Challenge:
Rewrite the material below, replacing each occurrence of "hard hat" with "safety helmet" and keeping every other character unchanged.

Task material:
____________
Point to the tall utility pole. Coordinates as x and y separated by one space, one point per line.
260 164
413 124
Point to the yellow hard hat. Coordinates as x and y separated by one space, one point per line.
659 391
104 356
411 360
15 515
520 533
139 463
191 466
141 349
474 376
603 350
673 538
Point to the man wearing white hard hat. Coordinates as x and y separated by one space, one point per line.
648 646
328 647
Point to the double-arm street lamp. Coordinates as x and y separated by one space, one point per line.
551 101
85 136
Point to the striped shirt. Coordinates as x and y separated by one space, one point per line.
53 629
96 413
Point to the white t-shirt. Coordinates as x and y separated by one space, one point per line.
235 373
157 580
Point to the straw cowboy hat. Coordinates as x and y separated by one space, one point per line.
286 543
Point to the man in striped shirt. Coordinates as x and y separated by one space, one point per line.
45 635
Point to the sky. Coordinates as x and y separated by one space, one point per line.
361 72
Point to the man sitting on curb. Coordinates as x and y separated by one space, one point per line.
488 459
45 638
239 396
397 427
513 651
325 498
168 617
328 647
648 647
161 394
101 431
____________
Result below:
Point to the tall utility pole. Coordinates as x and y separated by one space, one point per line.
260 164
413 124
Point to the yellow safety helmet. Coordinates as x and y separated by one space, one point per line.
659 391
104 356
411 360
15 515
520 533
139 463
191 466
141 349
474 376
603 350
673 538
Point to the man wearing white safety helmet. Coordinates as x and y separated by one space, one point per line.
648 646
328 647
Point to the double-arm street lamp. Coordinates as x and y separated by one space, one point per line.
551 101
85 136
Point to the striped shirt. Coordinates as x and y separated by one space, one point per line.
53 629
96 413
Point to the white t-shirt. Coordinates as x and y separated by one space, one point per line.
235 373
157 580
Point to the straw cowboy hat. Coordinates as x and y separated by one space, one point per line.
286 543
Point to the man in striped shirt. Coordinates as x and y separated by one space, one point per line.
45 635
Point to the sky. Coordinates as x and y separated by one space, one point per line.
361 72
Point to the man sitting on curb. Coordinates as x and y separated by one space, one point per line.
488 459
45 638
239 396
397 427
513 651
325 498
168 617
328 647
648 647
161 394
101 431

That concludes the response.